--- Alıntı metin ---

Mevcut Durum Analizi...

KTÜ’nün bugünkü yapısı...

1955 yılında kurulan KTÜ, 2006 yılına gelindiğinde 23 fakülte, 3 yüksekokul, 16 meslek yüksek okulu ile yaklaşık 55 bin öğrenciye ve 100 bini aşan mezuna sahip bir bölge üniversitesi iken; 2006 yılında çevre illerde yeni üniversitelerin kurulmasıyla, bugün 15 fakülte, 4 yüksekokul, 9 meslek yüksek okulu, 34 bin öğrencisiyle (tıklayınız)  eğitim-öğretim faaliyetlerini sürdürmektedir.

 

KTÜ 2004 yılında toplam 580 öğretim üyesine sahipken, yeni üniversitelerin açılmasıyla, 145 öğretim üyesi KTÜ’den ayrılmıştır. Bugün 700 civarında bir öğretim üyesine sahip üniversitenin, takriben, %30’u Prof., %20’si Doç., %50’si Yrd.Doç. konumundadır. Ayrıca yaklaşık 40 civarında atanma konumunda doktoralı eleman bulunmaktadır. KTÜ'de kadroların dağılımı "ihtiyaç analizi"ne uygun bir personel politikasına göre yapıl(a)mamıştır. Oysa Akademik kadroların birimlere ve bilim dallarına göre dağılımı mutlaka rasyonel olmalıdır. Aksi halde kaynakların düzensiz kullanımı söz konusu olur. *Gönül isterdi ki kurumumuzu ilgilendiren personele dair veya benzeri kurumsal istatistiki bilgiler, paylaşım adına, bizlere güncel sunulabilsin. Örnek için tıklayınız...

 

Değerli Meslektaşlarım,

Biliyoruz ki; üniversitelerde sürdürülebilir gelişme, öncelikle o üniversitedeki bilgi ve araştırma kalitesiyle oluşabilen bilimsel ve teknolojik gelişmelerle gerçekleştirilebilir. Bilginin toplandığı, üretildiği ve aktarıldığı ortamlar olan üniversiteler, günümüzde bu görevleri, öz değerlerini yitirmeden, çağa uygun hale getirebilirler. Böylesi beklentilerin gerçekleşmesi üniversitenin bilim politikası ve kalitesi ile doğru orantılıdır.

 

Bir üniversitenin kalitesi, ürettiği bilgi kalitesi, bilgi yaymadaki etkinliği, mezunlarının kalitesi, bölge, ülke ve dünya ölçeğinde bilime ve insanlığa katkısı ile ölçülebilir. Kalite geleneksel olarak üniversitenin toplumdaki “itibarı” ile ölçülebildiği gibi, günümüzdeki tanımıyla “ toplam kalite” kavramıyla da ölçülmektedir. Kalitenin iyileştirilmesi için önceliklerin ve temel faktörlerin doğru saptanması çok önemlidir. Kaliteye yönelik bir tavrın bütün üyeler tarafından bilinmesi ve benimsenmesi gibi bir sürecin de yaşanması gerekmektedir. Ancak esas olan, bir üniversitede “kurumsal kimlik” göz ardı edilmeden, hedefler bağlamında gelişme planları hazırlanıp, kararlılıkla uygulanmalıdır.

---

__Verilen görev 1__:
Alıntı metne göre KTÜ 2004 yılında kaç öğretim üyesine sahipti?
__Verilen görev 2__:
Alıntı metinde "Bir üniversitenin kalitesi" diye başlayan paragrafı, ana bilgilerini koruyarak kısa bir madde listesine dönüştürün.
__Verilen görev 3__:
Alıntı metnin "1955 yılında kurulan" ifadesinden "(tıklayınız)  eğitim-öğretim faaliyetlerini sürdürmektedir." ifadesine kadar olan kısmını değiştirmeden geri verin.
Aşağıdaki verilerin alıntı metinle bir ilgisi yoktur.

--- Veri kümesi kesiti ---

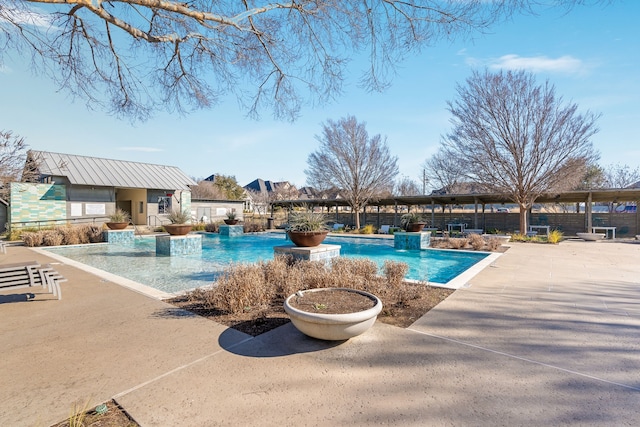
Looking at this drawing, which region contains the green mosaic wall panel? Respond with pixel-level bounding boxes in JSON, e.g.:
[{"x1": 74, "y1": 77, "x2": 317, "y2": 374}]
[{"x1": 10, "y1": 182, "x2": 67, "y2": 227}]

---

__Alıştırma çıktısı 1__:
580 öğretim üyesine sahipti.

__Alıştırma çıktısı 2__:
- Bir üniversitenin kalitesi, ürettiği bilginin kalitesi, bilgi yaymadaki etkinliği, mezunlarının kalitesi ve bölge, ülke ve dünya ölçeğinde bilime ve insanlığa katkısıyla ölçülebilir.
- Kalite geleneksel olarak üniversitenin toplumdaki itibarıyla, günümüzde ise "toplam kalite" kavramıyla da ölçülmektedir.
- Kaliteyi iyileştirmek için öncelikler ve temel faktörler doğru saptanmalıdır.
- Kaliteye yönelik tavır bütün üyelerce bilinmeli ve benimsenmelidir.
- Esas olan, kurumsal kimlik göz ardı edilmeden hedeflere dayalı gelişme planlarının hazırlanıp kararlılıkla uygulanmasıdır.

__Alıştırma çıktısı 3__:
1955 yılında kurulan KTÜ, 2006 yılına gelindiğinde 23 fakülte, 3 yüksekokul, 16 meslek yüksek okulu ile yaklaşık 55 bin öğrenciye ve 100 bini aşan mezuna sahip bir bölge üniversitesi iken; 2006 yılında çevre illerde yeni üniversitelerin kurulmasıyla, bugün 15 fakülte, 4 yüksekokul, 9 meslek yüksek okulu, 34 bin öğrencisiyle (tıklayınız)  eğitim-öğretim faaliyetlerini sürdürmektedir.